To showcase the potential breadth of data assets Telcos have, consider this: most Telcos utilise a CRM and a data warehouse, and also aggregate customer data from website visits, existing customer data from store visits, and ongoing marketing campaigns. At scale, you can quickly realise the immensity of these datasets. While it’s true massive datasets provide critical insights – the path to making data actionable is quite a feat. 

It’s critical for Telco companies to find all data sources across their organisation, establish new protocols to ingest it, clean it, and make it uniform in nature. Customer data platforms (CDPs) easily provide the tools to make this possible, and unlock new opportunities for their teams.


2. CDPs eliminate silos and Unify customer data

One of the main challenges that telecommunications companies face is unifying their data. It’s common for Telco companies to rely on old technologies – this leads to siloed first-party data. The problems usually boil-down to not having standardised procedures that facilitate data aggregation, and teams using different tools for logging workflows and results. 

This leads to fragmented data within the organisation, making it difficult to analyse and aggregate across departments like marketing, billing, and customer service. These challenges start compounding as you consider Telco companies’ global reach – and the common goal of being able to learn from campaigns and outcomes. 

With this in mind, Telco’s engineering teams are tasked with developing new protocols to ingest data, clean it, and make it uniform. This is such an important step to addressing siloes; it represents the bedrock for making data usable down-stream, ultimately empowering marketers to execute data-driven campaigns.


3. Unified customer profiles for an enhanced targeting

The path to data unification can be monstrous without the help of a CDP. CDPs weave together data across channels, focusing on gathering information that can be linked to individual users to build constantly updated customer profiles. Additionally, they are capable of ingesting data from both online and offline sources seamlessly, without the need for pre-existing data matching processes.

Dataset entries

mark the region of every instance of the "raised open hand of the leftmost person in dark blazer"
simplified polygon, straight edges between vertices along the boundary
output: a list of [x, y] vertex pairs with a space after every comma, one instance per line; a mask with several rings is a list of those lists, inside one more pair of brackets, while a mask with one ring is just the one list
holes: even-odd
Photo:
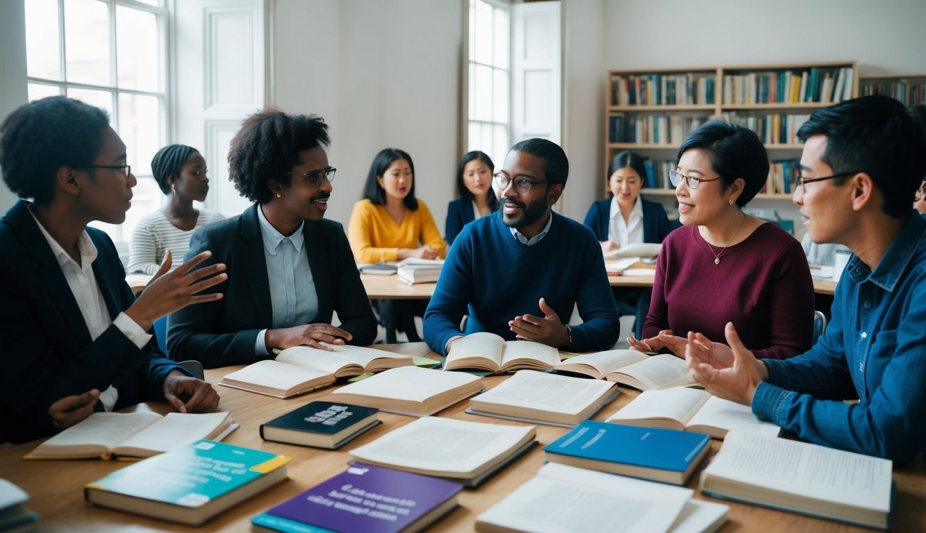
[[203, 252], [173, 272], [168, 272], [171, 256], [170, 252], [165, 254], [164, 262], [157, 269], [155, 277], [148, 282], [135, 303], [126, 309], [125, 314], [147, 331], [161, 316], [169, 315], [190, 304], [221, 299], [220, 292], [199, 294], [228, 279], [228, 274], [223, 273], [225, 265], [222, 263], [195, 268], [211, 255], [212, 252]]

• EXPLORE THE MATERIAL
1 - Answer these questions about the customer data platform text:
(a) Which two systems do most Telcos utilise?
(b) Which departments are named as places where fragmented data is difficult to analyse and aggregate across?
(c) From which kinds of sources can CDPs ingest data?
2 - Retype a section of the customer data platform text word for word, beginning at the words "To showcase the" and stopping after "for their teams.".
These records were taken from a separate source.

• ANSWERS FOR THE TASKS
1 -
(a) A CRM and a data warehouse.
(b) Marketing, billing, and customer service.
(c) Both online and offline sources.

2 -
To showcase the potential breadth of data assets Telcos have, consider this: most Telcos utilise a CRM and a data warehouse, and also aggregate customer data from website visits, existing customer data from store visits, and ongoing marketing campaigns. At scale, you can quickly realise the immensity of these datasets. While it’s true massive datasets provide critical insights – the path to making data actionable is quite a feat. 

It’s critical for Telco companies to find all data sources across their organisation, establish new protocols to ingest it, clean it, and make it uniform in nature. Customer data platforms (CDPs) easily provide the tools to make this possible, and unlock new opportunities for their teams.